- **ZU LÖSENDE AUFGABEN**:
(a) Wie lange pflegte die LINKE laut dem Text über Putins Wasserträger im Westen Ressentiments?
(b) Schreiben Sie den Text über Putins Wasserträger im Westen im Anschluss an seinen letzten Satz weiter.

Es brauchte wohl den Angriff auf die Ukraine, um dieses Problem endlich ins Zentraum zu rücken. Aber leider ist der russische Geheimdienst gar nicht notwendig, um im Westen Putins Positionen zu vertreten. Der Mann kann sich auf eine ganze Reihe von Wasserträgern stützen, die sein Geschäft auch ohne hilfreiches kompromat4 erledigen.
Die linkshändigen Wasserträger
Seit 1917 eine verlässliche Quelle solcher Schützenhilfe ist die radikale Linke, die in Russland stets die missverstandene Alternative zu erkennen glaubte, und wenn auch noch so viele Eier für das sozialistische Omlett zerschlagen werden mussten. Nicht dass Putins Regime irgendetwas mit linken Idealen zu tun hätte; hier regiert einerseits eine Nostalgie nach den politischen Frontlinien des Kalten Krieges und, vor allem, ein solides "der Feind meines Feindes ist mein Freund"-Denken. Und das war noch immer der zuverlässigste Schalter für das Verhindern jeglichen kritischen Denkens.
Der Feind steht für die Linke seit langer Zeit jenseits des Atlantiks. Als ein Mutterland des Kapitalismus und des Liberalismus einerseits und als Gegner der Sowjetunion andererseits waren die USA stets eine willkommene Projektionsfläche mit großem Andockpotenzial an den ohnehin stets vorhandenen, mindestens latenten, oft genug virulenten Anti-Amerikanismus der Deutschen. Diese Tradition, die sich wenig um irgendwelche Theorie scherte, half der LINKEn lange Zeit zu ihrer Ausnahmestellung in Ostdeutschland. 25 Jahre lang pflegte sie Ressentiments, die dabei im Kern nie so progressiv waren, wie sich manche wohl eingebildet hatten. Der Kater nach dem massenhaften Überlaufen der stets Unzufriedenen ins Lager der AfD lässt sich jedenfalls kaum anders als durch das Platzen dieser Illusion erklären.

- **VORGEGEBENE ANGABEN**:
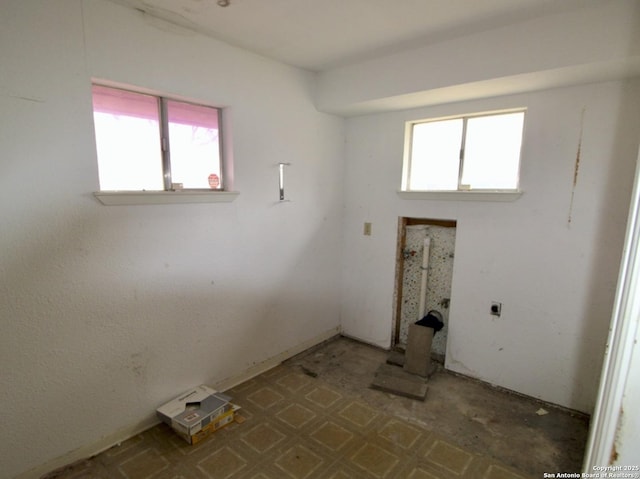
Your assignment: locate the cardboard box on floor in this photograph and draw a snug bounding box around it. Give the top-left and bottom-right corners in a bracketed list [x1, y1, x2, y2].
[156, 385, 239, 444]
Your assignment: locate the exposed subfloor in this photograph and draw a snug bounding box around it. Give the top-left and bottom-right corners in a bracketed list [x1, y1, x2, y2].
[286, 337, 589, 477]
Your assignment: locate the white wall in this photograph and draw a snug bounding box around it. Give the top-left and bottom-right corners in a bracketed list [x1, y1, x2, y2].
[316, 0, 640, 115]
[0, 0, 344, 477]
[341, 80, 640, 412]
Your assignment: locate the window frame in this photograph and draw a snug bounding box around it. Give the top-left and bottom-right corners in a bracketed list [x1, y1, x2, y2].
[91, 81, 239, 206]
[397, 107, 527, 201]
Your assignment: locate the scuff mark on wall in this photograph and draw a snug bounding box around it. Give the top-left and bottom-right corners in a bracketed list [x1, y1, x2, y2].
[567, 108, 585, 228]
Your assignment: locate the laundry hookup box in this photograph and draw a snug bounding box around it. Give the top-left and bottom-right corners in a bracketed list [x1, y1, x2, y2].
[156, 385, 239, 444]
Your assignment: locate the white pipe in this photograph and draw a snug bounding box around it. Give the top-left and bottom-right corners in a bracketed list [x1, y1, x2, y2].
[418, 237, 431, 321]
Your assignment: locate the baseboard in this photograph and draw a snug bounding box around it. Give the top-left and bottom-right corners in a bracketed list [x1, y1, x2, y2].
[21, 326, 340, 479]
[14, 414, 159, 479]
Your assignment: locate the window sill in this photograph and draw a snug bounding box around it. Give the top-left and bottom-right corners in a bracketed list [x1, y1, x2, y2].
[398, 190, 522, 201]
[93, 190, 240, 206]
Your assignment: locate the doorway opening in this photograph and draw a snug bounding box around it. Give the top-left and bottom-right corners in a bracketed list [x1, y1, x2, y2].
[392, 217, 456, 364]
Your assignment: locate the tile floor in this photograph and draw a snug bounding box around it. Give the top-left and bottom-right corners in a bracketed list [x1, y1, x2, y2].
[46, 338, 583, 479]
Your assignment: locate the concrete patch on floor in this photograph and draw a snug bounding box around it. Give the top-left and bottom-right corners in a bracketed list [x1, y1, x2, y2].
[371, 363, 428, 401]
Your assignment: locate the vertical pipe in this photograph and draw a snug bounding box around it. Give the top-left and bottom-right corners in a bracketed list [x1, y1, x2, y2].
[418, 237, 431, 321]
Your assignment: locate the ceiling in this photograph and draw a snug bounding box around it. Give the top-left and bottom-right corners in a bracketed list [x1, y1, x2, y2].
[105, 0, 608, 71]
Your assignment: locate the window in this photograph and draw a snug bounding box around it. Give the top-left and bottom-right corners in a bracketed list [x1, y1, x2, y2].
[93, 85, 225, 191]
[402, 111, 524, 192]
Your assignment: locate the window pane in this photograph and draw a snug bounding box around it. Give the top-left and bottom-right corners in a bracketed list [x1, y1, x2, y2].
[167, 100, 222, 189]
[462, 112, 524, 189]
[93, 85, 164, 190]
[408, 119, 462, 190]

---

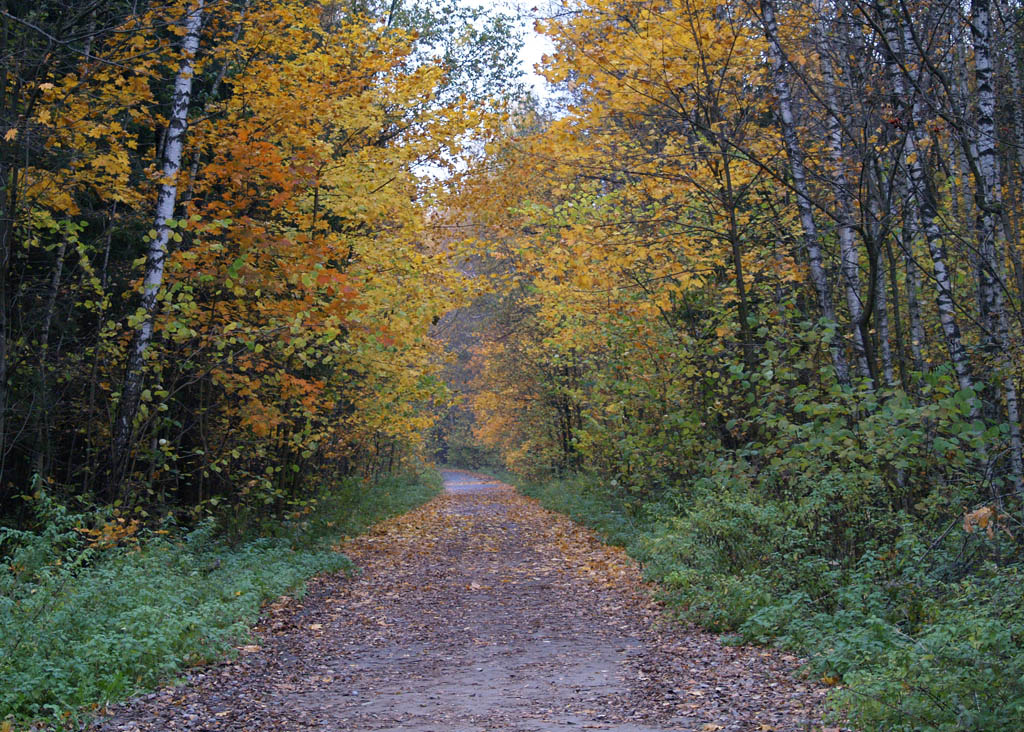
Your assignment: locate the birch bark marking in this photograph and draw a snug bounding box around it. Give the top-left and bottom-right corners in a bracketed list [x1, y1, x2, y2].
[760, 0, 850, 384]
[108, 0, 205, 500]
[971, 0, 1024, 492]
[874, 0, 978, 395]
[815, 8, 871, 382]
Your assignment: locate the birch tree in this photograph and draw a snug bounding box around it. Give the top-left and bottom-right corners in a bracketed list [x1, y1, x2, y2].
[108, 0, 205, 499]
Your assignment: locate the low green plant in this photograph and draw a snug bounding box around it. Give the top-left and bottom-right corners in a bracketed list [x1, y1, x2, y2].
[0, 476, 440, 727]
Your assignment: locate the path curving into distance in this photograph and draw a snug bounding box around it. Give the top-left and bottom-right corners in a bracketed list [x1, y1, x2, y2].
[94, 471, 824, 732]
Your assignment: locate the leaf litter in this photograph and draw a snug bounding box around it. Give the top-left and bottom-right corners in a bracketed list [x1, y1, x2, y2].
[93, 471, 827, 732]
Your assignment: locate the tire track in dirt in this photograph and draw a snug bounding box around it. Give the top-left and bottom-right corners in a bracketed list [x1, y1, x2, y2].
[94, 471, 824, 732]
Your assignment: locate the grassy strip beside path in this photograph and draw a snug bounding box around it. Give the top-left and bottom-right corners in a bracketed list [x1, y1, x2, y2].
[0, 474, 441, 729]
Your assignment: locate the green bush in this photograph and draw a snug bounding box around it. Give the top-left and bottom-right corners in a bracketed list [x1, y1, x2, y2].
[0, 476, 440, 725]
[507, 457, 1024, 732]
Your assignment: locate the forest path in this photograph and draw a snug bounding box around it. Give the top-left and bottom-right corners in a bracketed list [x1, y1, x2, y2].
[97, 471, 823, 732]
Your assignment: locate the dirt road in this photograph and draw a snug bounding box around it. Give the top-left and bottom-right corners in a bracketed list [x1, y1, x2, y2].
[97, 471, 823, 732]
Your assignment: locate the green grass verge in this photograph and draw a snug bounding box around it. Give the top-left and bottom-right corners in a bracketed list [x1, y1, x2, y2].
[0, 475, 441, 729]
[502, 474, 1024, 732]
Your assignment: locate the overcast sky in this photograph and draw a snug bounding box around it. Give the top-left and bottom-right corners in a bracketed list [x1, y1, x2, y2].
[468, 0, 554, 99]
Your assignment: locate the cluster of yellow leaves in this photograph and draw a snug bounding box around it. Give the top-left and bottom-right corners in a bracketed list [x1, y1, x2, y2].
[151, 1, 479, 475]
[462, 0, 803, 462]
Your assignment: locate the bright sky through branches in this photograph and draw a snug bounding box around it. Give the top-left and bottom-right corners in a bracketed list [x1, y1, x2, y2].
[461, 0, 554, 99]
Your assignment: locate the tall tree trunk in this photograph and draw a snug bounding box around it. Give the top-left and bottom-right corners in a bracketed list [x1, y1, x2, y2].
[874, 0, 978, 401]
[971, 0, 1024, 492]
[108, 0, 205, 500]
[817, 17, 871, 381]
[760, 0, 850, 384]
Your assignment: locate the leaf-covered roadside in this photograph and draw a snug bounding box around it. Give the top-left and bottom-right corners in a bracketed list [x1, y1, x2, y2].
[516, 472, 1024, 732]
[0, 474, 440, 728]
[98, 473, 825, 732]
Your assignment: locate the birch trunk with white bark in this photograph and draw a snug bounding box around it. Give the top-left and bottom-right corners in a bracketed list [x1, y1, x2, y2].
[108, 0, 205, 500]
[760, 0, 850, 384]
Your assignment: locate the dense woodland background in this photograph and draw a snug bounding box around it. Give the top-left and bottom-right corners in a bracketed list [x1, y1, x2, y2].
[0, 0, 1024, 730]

- **LÖSUNGEN JE AUFGABE**:
(a) 25 Jahre lang.

(b)
Man sollte nicht glauben, dieses Phänomen sei nur auf die LINKE beschränkt. Die trieb ihr Kalter-Krieg-Reenactment zwar in ihrer Pflege des ostdeutschen Ressentiments und westdeutscher K-Gruppen-Nostalgie auf die Spitze, aber auch in der SPD findet sich genug von diesem Blödsinn, vor allem in einem geradezu grotesken Missverständnis der Ostpolitik. Case in point: Der ehemalige SPD-Vorsitzende Matthias Platzeck schrieb jüngst ein Buch "Wir brauchen eine neue Ostpolitik" mit dem Untertitel "Russland als Partner". Mit vulgärpazifistischen Parolen schoss den Vogel erwartungsgemäß der nie um einen rhetorischen Fehlgriff verlegene Ralf Stegner ab:
Militärische Auseinandersetzungen haben nur zivile Opfer und nur einen Gewinner - die Rüstungsindustrie (bei Rheinmetall ist der Börsenkurs um 40% gestiegen in wenigen Tagen!).
— Ralf Stegner (@Ralf_Stegner) March 3, 2022
Nicht nur, dass Kriege durchaus auch militärische Opfer haben, gräbt Stegner auch noch das ausgelutschte Narrativ aus, dass (natürlich) der Kapitalismus irgendwie Schuld ist. Vermutlich hat Lockheed Martin irgendwie Putin zu diesem Angriff bewegt, man weiß es nicht. Eine unrühmliche Rolle spielt auch mein persönliches idiosynkratisches Konstrukt, Die PARTEI. Ich lehne diesen Haufen mit jeder Faser ab, und dass unter den 637 Abgeordneten im Europäischen Parlament, die den Angriff auf die Ukraine verurteilten, nicht Martin Sonneborn zu finden war, ist nur die letzte unter den permanenten intellektuellen Bankrotterklärungen dieses Haufens.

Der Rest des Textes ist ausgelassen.